[Source data]
***
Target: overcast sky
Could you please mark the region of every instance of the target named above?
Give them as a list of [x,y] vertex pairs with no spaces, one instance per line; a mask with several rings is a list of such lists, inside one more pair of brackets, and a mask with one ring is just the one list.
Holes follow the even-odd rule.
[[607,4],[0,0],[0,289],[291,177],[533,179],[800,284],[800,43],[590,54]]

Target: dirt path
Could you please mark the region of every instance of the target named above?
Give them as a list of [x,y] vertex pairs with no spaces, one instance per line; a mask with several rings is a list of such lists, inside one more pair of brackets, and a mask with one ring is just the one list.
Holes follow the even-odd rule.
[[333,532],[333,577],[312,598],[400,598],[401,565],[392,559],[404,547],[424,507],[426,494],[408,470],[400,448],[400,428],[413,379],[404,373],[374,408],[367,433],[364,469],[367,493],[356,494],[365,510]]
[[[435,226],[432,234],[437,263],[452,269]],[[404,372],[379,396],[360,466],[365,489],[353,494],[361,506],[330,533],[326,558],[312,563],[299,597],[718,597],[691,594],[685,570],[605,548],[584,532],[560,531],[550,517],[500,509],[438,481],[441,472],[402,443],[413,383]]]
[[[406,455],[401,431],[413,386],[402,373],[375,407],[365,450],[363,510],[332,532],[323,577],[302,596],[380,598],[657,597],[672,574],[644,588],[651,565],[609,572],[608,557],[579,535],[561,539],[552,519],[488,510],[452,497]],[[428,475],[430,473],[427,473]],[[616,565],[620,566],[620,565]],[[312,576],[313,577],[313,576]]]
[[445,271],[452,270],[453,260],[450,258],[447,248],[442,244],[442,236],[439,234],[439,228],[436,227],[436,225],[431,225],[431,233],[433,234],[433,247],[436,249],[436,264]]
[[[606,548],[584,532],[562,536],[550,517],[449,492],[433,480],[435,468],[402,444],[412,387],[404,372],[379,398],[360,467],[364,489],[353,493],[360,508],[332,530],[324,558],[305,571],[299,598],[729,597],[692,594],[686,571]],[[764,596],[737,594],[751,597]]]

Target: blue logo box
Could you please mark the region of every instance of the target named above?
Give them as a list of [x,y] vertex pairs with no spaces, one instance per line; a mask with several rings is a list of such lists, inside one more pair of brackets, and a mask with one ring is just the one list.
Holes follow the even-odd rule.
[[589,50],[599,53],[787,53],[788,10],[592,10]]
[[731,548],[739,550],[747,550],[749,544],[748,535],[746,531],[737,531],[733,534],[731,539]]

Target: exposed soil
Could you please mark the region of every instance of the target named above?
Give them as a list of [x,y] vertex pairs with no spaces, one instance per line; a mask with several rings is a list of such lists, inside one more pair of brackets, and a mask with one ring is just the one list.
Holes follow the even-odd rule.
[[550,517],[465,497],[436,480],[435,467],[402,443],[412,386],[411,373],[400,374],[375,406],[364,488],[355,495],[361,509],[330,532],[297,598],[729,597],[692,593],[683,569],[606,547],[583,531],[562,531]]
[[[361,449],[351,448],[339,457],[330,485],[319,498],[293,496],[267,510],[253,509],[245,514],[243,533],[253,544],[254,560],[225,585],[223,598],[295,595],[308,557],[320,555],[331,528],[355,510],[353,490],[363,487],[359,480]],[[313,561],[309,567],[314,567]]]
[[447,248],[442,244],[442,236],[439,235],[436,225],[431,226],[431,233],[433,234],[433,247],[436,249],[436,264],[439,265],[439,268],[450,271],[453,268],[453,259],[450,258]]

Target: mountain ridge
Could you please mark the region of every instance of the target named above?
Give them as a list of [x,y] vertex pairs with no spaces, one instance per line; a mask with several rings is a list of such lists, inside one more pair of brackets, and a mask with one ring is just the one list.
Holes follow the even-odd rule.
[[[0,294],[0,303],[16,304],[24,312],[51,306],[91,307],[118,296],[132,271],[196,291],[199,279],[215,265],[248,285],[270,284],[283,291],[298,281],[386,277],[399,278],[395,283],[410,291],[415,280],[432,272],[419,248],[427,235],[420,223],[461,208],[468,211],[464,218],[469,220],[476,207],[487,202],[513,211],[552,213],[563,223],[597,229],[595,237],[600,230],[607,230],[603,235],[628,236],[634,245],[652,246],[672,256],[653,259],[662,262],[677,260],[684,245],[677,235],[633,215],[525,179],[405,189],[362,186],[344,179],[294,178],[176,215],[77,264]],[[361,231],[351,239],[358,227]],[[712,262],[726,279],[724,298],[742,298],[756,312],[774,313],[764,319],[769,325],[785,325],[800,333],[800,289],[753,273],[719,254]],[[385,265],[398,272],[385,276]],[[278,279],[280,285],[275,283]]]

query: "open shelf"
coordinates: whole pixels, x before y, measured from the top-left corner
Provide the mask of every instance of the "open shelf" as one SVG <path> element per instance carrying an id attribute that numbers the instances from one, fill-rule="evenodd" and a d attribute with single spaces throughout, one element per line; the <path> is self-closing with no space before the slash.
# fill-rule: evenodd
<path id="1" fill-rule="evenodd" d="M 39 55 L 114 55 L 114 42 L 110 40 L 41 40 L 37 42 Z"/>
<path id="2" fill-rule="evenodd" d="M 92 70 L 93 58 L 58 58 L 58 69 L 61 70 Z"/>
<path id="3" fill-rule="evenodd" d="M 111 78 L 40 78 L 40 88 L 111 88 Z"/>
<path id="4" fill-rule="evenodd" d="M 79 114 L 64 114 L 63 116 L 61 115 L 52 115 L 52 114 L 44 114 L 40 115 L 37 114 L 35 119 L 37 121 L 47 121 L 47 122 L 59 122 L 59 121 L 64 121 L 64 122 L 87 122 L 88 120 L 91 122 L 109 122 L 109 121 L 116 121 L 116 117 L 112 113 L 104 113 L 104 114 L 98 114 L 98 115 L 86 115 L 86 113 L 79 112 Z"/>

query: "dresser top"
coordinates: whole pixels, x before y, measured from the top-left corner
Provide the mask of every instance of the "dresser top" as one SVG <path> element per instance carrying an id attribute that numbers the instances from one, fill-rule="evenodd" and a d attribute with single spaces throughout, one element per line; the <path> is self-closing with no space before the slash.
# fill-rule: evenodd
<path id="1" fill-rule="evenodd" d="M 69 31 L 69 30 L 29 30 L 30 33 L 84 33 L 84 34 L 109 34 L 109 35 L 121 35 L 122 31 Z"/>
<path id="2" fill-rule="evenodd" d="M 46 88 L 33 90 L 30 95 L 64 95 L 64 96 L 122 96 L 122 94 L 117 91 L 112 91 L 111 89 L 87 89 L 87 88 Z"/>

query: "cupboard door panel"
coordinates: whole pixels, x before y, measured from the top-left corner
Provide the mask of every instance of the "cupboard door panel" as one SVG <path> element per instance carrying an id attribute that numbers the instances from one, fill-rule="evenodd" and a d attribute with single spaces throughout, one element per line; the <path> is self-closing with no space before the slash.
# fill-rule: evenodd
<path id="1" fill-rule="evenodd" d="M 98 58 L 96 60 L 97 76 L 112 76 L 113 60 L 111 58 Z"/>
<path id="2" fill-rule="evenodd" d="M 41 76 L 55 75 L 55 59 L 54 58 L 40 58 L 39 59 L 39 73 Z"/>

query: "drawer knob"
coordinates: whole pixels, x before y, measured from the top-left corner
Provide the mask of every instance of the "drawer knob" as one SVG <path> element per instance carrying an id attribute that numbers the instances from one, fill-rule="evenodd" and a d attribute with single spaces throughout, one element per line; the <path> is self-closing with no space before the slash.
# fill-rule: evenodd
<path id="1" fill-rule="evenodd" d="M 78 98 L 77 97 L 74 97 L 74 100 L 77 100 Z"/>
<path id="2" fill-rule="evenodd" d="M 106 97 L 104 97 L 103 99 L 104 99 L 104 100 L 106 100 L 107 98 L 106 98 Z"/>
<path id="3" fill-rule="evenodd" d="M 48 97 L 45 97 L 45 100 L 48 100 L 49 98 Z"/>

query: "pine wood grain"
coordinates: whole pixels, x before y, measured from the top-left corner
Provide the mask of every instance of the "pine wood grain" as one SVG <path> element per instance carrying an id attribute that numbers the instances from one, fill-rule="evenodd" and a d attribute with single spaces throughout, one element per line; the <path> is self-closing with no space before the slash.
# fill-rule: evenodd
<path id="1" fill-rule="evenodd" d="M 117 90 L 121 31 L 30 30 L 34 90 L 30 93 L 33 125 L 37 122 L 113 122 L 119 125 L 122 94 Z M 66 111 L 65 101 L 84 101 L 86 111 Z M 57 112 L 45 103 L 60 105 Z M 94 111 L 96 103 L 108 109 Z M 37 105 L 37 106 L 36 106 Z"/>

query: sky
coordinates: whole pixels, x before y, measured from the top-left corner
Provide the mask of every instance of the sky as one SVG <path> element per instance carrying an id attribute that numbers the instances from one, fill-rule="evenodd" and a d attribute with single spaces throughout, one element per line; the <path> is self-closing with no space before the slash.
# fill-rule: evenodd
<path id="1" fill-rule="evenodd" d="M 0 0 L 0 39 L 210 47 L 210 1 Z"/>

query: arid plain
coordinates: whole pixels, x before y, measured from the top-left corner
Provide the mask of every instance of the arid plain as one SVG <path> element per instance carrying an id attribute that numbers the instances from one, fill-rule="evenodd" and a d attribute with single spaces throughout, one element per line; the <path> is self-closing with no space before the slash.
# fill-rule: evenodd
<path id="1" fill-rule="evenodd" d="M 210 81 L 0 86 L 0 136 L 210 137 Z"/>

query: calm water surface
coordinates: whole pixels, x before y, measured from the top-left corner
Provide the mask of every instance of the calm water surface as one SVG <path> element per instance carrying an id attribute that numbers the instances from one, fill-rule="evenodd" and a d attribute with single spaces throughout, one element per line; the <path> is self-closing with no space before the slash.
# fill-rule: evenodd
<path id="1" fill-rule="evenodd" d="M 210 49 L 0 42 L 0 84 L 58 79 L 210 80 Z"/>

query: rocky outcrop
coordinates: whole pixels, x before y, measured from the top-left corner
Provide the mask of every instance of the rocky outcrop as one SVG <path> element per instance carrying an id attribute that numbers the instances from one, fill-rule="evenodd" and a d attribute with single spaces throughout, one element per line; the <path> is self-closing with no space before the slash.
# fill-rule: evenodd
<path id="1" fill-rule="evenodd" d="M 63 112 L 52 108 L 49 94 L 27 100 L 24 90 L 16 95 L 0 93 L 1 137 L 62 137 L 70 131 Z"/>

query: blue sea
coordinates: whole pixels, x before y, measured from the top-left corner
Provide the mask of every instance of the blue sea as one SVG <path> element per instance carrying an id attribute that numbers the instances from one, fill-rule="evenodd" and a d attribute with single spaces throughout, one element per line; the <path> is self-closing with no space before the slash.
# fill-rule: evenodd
***
◆ Task brief ◆
All lines of the records above with the word "grain" in them are to be copied.

◆ Answer to this task ◆
query: "pine wood grain"
Provide the mask of every instance of the "pine wood grain" as one SVG <path> element per instance carrying an id attribute that numbers the instances from one, fill-rule="evenodd" and a d attribute with single spaces throughout, one element per line; the <path> is self-closing with no space before the slash.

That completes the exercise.